> _Problem to solve_
Print the records again, matching each line exactly.

> _Material to process_
---
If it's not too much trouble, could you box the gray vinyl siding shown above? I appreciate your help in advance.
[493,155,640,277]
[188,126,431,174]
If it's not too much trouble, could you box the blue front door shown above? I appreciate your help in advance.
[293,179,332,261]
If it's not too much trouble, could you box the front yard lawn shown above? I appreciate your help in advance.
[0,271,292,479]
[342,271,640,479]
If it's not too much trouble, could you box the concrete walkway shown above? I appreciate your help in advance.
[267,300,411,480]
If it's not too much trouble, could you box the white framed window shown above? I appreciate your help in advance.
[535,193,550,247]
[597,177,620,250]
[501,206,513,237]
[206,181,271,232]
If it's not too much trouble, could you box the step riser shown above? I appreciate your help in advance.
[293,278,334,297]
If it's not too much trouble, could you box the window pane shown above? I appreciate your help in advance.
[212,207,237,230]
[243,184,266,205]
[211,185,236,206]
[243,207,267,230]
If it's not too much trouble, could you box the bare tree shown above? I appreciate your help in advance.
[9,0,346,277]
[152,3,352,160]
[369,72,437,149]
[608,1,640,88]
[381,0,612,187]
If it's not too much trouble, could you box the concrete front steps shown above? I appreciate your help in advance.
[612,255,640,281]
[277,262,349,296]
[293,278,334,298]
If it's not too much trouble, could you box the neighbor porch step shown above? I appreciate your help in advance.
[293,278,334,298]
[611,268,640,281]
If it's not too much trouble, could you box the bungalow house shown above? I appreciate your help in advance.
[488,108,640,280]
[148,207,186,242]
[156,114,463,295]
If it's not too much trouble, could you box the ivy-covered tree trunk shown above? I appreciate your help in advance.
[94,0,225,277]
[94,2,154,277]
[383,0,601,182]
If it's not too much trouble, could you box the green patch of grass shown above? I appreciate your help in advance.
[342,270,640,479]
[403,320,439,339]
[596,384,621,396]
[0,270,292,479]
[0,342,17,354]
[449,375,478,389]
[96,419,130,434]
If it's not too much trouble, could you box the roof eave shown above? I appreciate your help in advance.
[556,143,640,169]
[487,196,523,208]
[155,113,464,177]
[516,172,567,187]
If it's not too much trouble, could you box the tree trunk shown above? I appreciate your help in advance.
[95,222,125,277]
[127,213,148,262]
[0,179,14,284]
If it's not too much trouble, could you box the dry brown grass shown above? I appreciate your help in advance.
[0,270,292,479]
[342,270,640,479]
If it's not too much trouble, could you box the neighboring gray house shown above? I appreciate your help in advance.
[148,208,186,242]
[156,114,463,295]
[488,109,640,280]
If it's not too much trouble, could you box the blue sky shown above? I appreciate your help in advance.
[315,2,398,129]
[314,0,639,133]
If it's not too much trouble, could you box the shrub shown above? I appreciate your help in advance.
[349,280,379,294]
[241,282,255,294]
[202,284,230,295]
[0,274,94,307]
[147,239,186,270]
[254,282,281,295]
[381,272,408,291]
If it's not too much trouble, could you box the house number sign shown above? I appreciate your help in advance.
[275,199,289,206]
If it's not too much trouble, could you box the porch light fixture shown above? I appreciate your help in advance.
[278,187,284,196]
---
> _Task output_
If it's not too much trouble, could you box the gray vinyl siding shown above? I appreciate your help in advance.
[493,155,640,277]
[188,126,431,174]
If it's not too much trouble, could you box the blue front door shown above? I appreciate your help in advance.
[293,179,332,261]
If it's not too much trouble, could you box the front yard lawn shown above? I appreciate your help in advance.
[0,271,292,479]
[342,271,640,479]
If it's not too much trouble, could you box the concrete walkway shown above? I appreciate your help in advance.
[267,300,411,480]
If it's not too much trouble, could you box the white framed window shown above? I appreciate your help in advance.
[535,193,550,247]
[597,177,620,250]
[501,206,513,237]
[206,181,271,232]
If it's not too much trouble, could you box the step riser shown above? I appreciate your help in advance.
[293,278,334,297]
If it's not too much trouble, could you box the window pane shown above? I appreciate your help in advance.
[212,207,237,230]
[243,184,266,205]
[211,185,236,206]
[243,207,267,230]
If it's not too much trouble, could you box the bare tree shown above? I appreciate your help in advance.
[9,0,346,277]
[152,3,352,160]
[369,72,437,149]
[608,1,640,88]
[381,0,612,187]
If it's not too much trouble, could you box the concrete front steps shown above? I appreciate your help in advance.
[612,255,640,281]
[277,262,349,296]
[293,278,334,298]
If it's not too much trouble, could you box the neighbor porch step shown above? I appreciate your help in advance.
[293,278,334,298]
[611,268,640,281]
If it's not too much trouble, could you box the bungalow house shown above? I appreciate your help in advance.
[488,108,640,280]
[148,207,186,242]
[156,114,463,295]
If it's not too much trouble, could you box the ivy-covered tree trunk shown above? I appreciate your help in advance.
[94,0,225,277]
[94,2,154,277]
[383,0,601,182]
If it's not too much trouble, could you box the green patch of grass shown above? I appreciate your help in advance.
[342,270,640,479]
[403,320,439,339]
[596,384,621,396]
[0,270,292,479]
[0,342,17,354]
[449,375,478,389]
[96,419,130,434]
If it's not too much trouble, could you box the roof eave shown above? I appreciate your help in advance.
[556,143,640,169]
[487,196,523,208]
[155,113,464,177]
[516,172,567,187]
If it's not too much trouble, could you box the tree trunk shown above? I appreciate your help in advance.
[95,222,125,277]
[127,213,148,262]
[0,179,14,284]
If it's not too much trouble, could you box the dry brown grass shown above? I appreciate your help in advance.
[0,270,292,479]
[342,270,640,479]
If it's not too much trouble, could you box the neighboring gray house shown above? I appreciate your help in advance.
[148,208,186,242]
[156,114,463,295]
[488,109,640,280]
If it's not too much trouble, could you box the blue sky shown above? I appreciate your help in advance.
[315,2,398,129]
[314,0,639,133]
If it's not too much trouble, could you box the shrub shown above? I appreciate your help in advance.
[349,280,379,294]
[241,282,255,294]
[202,284,230,295]
[0,274,94,307]
[147,239,186,270]
[254,282,281,295]
[381,272,408,291]
If it's not too much trouble, could you box the house number sign shown above? I appreciate your help in advance.
[275,199,289,206]
If it's not too much trouble, could you box the porch light fixture shown above? I appreciate your help in advance.
[278,187,284,196]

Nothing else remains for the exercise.